Items from a data source
* * *
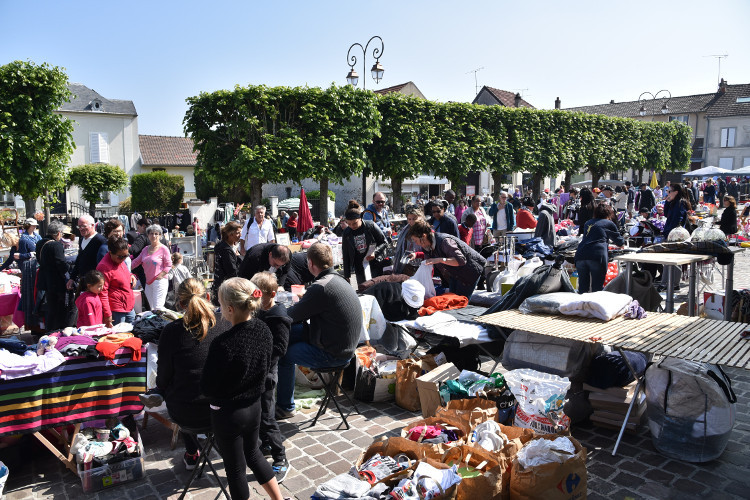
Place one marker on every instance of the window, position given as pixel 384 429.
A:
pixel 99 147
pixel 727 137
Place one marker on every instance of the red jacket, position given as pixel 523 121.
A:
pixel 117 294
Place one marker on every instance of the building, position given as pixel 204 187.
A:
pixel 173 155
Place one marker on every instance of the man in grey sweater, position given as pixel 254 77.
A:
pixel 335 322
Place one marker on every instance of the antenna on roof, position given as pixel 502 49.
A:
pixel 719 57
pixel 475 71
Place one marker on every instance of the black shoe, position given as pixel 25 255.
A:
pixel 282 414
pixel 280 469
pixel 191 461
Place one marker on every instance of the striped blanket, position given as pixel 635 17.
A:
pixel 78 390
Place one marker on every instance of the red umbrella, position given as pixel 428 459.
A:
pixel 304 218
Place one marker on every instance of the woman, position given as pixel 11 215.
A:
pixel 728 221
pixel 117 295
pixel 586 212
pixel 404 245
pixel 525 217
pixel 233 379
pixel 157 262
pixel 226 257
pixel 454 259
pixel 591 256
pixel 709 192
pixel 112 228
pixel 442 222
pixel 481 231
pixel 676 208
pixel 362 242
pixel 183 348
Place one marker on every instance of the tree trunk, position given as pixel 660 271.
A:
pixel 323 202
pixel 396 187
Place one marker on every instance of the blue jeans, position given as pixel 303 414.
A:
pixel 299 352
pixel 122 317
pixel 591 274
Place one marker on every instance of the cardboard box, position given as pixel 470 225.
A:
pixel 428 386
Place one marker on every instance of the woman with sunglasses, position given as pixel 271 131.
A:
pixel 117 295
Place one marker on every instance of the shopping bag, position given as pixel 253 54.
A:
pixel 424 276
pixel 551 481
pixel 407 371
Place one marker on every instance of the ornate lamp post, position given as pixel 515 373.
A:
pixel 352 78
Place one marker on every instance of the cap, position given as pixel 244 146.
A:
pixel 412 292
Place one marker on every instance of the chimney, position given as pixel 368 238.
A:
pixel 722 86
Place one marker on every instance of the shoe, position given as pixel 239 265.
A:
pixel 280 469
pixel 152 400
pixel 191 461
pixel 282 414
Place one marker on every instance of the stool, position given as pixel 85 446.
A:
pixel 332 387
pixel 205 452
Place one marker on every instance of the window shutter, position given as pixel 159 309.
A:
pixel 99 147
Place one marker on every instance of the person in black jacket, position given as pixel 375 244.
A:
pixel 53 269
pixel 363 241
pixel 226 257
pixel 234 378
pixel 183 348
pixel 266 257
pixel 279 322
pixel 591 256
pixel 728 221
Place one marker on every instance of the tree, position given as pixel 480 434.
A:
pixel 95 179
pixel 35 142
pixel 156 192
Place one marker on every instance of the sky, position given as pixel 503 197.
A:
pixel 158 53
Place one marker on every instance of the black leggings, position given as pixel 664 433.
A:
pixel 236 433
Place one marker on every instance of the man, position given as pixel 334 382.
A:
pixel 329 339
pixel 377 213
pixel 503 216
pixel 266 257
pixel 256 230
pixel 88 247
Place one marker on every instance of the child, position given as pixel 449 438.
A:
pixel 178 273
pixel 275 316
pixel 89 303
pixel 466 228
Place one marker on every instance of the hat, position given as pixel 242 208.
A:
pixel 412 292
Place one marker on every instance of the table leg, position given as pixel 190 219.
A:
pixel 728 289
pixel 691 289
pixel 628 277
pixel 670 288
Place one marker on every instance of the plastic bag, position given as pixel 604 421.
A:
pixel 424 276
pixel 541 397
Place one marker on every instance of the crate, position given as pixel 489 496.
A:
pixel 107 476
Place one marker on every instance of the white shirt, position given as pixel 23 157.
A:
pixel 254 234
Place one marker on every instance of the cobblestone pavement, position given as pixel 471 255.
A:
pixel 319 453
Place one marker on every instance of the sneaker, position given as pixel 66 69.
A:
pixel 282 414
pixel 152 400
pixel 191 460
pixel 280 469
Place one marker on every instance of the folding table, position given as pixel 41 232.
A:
* * *
> _Work instructions_
Show me every line of the entries above that holds "woman".

> _Exercise answer_
Place one marker on every instance of the woman, position given as pixel 11 215.
Place one marker on every instance of the woman with sunglasses, position given as pixel 271 131.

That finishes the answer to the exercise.